## Record set
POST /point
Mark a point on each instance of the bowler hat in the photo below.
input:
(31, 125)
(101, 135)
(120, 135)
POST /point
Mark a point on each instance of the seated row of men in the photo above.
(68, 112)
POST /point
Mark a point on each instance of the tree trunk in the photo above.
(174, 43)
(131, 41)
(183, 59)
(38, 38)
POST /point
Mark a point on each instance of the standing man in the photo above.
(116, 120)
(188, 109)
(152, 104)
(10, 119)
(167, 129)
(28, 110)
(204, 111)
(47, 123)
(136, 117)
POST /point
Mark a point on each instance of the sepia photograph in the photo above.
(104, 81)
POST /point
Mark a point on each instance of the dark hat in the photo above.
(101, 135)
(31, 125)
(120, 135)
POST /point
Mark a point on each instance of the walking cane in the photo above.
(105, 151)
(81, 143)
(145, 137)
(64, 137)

* * *

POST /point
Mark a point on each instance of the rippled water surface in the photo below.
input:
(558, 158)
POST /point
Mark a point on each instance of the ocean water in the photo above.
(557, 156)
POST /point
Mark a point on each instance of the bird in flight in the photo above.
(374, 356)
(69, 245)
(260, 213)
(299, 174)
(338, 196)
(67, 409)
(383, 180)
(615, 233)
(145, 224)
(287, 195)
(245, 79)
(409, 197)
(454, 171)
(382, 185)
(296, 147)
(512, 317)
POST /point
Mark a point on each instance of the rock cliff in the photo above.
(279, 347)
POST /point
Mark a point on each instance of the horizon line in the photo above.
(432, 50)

--

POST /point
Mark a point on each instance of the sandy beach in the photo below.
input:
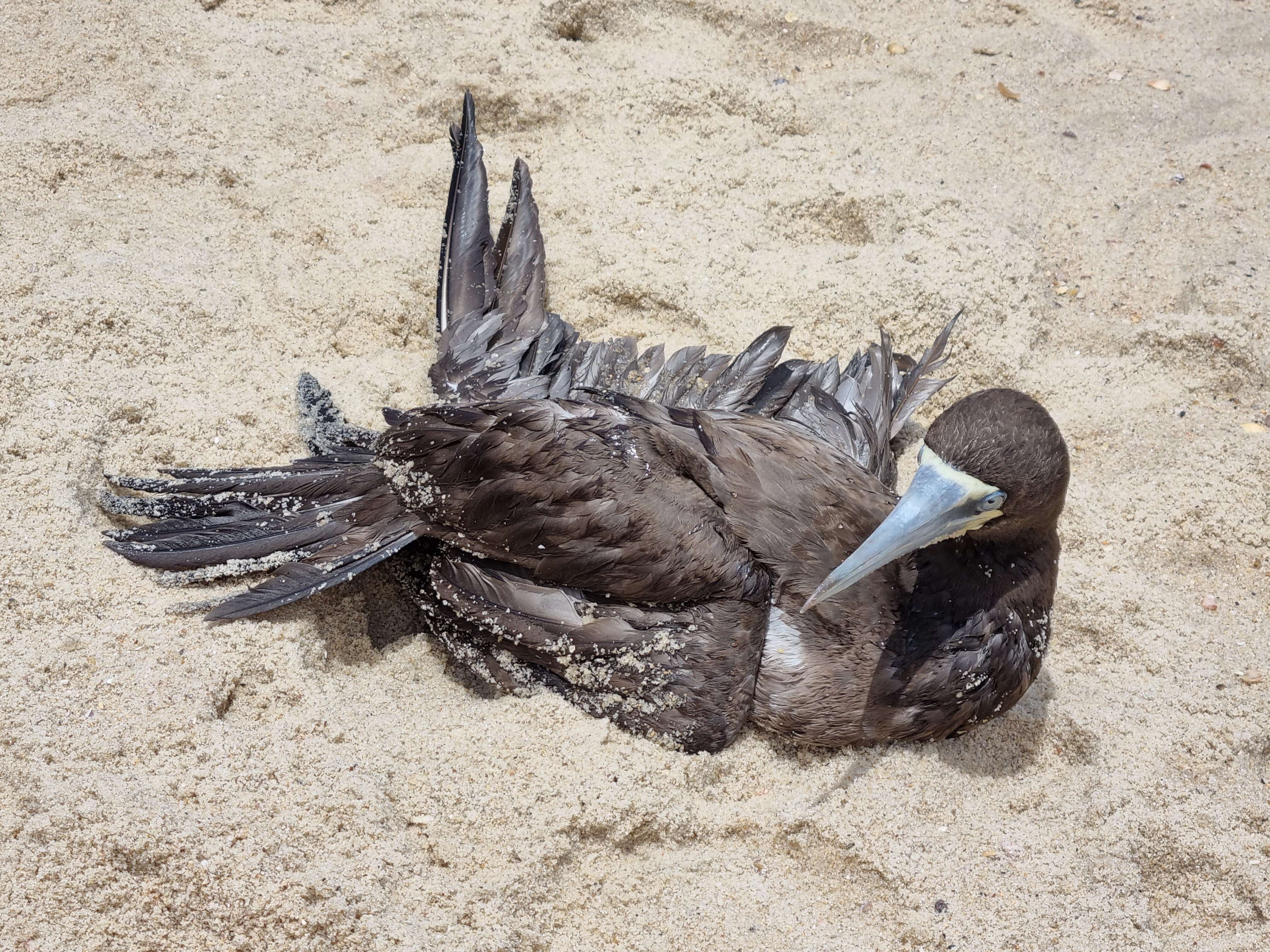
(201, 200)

## What is needed
How many lines in the listing above contain the word "water"? Reply with the number alone.

## Reply
2